## [Task to complete]
From the records below, pull each line that has "wall".

## [The input]
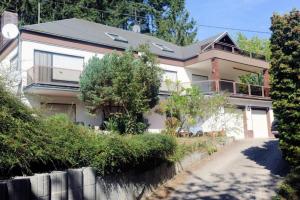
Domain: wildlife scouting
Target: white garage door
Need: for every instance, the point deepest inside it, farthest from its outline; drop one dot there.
(259, 123)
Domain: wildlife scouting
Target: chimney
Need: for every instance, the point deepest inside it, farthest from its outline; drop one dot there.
(7, 18)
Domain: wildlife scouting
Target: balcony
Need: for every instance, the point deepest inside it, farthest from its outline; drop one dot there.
(230, 48)
(53, 76)
(235, 89)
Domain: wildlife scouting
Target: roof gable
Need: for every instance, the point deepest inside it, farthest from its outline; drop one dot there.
(95, 33)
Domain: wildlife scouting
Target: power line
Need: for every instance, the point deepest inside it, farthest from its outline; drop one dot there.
(144, 17)
(234, 29)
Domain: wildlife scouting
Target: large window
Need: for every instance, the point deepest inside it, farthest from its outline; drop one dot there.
(58, 67)
(58, 108)
(171, 77)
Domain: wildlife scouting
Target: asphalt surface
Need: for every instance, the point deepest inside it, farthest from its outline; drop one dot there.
(248, 169)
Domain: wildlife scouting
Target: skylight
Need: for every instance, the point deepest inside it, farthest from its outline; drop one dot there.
(163, 47)
(116, 37)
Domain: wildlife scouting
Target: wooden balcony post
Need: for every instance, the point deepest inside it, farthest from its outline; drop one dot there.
(215, 73)
(249, 90)
(234, 87)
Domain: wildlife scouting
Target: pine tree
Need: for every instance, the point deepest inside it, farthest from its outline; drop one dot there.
(285, 81)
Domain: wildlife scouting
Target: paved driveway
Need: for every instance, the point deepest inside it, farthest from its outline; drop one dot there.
(248, 169)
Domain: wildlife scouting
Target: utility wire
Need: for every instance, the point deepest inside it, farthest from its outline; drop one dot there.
(234, 29)
(144, 17)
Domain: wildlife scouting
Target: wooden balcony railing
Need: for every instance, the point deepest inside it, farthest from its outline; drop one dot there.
(53, 75)
(231, 87)
(233, 49)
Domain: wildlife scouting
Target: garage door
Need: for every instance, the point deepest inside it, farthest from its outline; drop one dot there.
(259, 123)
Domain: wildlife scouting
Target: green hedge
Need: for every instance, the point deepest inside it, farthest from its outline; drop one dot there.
(30, 144)
(290, 188)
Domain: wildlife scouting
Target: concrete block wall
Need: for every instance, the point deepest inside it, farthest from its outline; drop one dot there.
(83, 184)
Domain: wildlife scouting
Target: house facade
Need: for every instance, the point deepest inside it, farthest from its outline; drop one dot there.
(50, 57)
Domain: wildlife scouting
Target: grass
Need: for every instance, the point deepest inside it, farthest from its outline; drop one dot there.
(203, 144)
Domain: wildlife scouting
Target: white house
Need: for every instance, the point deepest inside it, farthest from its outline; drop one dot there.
(50, 58)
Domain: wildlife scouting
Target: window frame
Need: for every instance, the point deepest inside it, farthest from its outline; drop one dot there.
(61, 54)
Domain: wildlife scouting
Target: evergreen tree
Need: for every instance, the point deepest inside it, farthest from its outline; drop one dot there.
(285, 81)
(166, 19)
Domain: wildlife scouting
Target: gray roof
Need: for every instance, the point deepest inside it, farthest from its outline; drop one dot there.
(86, 31)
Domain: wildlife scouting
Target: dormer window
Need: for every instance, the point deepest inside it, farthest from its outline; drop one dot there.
(116, 37)
(163, 47)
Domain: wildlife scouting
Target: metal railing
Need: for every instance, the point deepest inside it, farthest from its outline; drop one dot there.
(48, 75)
(233, 49)
(231, 87)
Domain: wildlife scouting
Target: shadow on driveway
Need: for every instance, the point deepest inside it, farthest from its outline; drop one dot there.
(254, 176)
(268, 156)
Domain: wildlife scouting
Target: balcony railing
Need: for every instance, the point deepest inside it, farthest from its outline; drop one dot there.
(53, 75)
(233, 49)
(231, 87)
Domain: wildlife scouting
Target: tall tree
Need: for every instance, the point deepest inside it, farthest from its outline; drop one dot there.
(166, 19)
(285, 81)
(123, 87)
(254, 45)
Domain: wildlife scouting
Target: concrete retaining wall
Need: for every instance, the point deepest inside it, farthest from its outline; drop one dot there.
(83, 184)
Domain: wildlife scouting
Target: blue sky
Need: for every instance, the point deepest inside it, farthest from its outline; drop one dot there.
(242, 14)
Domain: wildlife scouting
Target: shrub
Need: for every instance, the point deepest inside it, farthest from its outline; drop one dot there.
(290, 188)
(22, 141)
(31, 144)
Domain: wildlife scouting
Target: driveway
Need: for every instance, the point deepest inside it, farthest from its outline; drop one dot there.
(248, 169)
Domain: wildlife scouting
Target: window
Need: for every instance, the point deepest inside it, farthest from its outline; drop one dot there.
(14, 63)
(58, 67)
(116, 37)
(163, 47)
(168, 76)
(59, 108)
(201, 82)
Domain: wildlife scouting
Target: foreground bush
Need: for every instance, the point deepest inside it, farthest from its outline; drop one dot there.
(29, 144)
(76, 146)
(22, 142)
(290, 188)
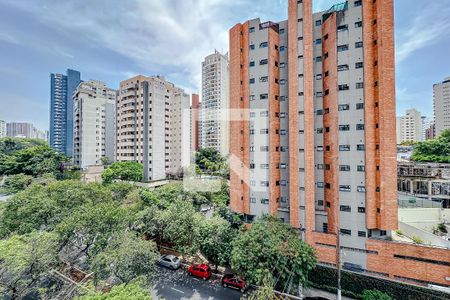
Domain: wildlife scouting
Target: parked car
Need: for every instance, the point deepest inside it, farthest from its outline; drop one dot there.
(232, 281)
(202, 271)
(170, 261)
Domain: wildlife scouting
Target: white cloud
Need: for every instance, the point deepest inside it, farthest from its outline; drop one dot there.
(425, 29)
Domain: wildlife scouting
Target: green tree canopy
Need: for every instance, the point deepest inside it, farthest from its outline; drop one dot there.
(120, 292)
(25, 260)
(272, 249)
(126, 257)
(214, 238)
(123, 170)
(435, 150)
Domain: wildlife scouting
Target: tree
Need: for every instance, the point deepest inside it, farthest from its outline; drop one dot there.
(16, 183)
(126, 257)
(120, 292)
(375, 295)
(87, 230)
(272, 249)
(43, 207)
(25, 261)
(214, 240)
(123, 170)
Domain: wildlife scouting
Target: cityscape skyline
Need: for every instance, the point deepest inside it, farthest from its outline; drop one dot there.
(414, 39)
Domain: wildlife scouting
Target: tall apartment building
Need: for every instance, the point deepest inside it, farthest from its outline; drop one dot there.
(94, 123)
(2, 128)
(195, 122)
(215, 102)
(441, 105)
(410, 127)
(153, 124)
(312, 102)
(61, 110)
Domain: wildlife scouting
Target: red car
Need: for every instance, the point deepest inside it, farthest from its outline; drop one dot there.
(231, 280)
(202, 271)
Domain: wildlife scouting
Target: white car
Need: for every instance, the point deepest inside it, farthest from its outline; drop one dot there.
(170, 261)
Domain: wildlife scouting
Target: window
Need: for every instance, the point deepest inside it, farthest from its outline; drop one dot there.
(342, 27)
(343, 68)
(342, 107)
(344, 188)
(264, 201)
(344, 168)
(346, 208)
(342, 48)
(346, 231)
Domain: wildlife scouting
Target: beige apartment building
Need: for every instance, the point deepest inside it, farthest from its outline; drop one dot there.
(94, 123)
(312, 135)
(153, 126)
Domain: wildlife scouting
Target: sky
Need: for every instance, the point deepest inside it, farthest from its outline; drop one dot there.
(112, 40)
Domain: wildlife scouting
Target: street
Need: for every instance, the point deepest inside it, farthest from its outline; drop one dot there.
(179, 285)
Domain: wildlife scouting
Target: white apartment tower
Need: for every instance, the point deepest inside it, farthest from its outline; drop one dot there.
(410, 127)
(441, 96)
(94, 123)
(215, 102)
(2, 128)
(153, 126)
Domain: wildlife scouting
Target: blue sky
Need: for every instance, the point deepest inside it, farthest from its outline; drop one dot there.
(111, 40)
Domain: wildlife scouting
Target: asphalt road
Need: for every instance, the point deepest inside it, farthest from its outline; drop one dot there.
(179, 285)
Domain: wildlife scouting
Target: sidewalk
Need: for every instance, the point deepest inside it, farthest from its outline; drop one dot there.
(312, 292)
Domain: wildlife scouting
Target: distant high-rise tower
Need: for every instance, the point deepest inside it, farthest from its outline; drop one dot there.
(215, 102)
(2, 128)
(441, 96)
(61, 110)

## [Answer box]
Target: concrete block wall
Target: concrete retaining wall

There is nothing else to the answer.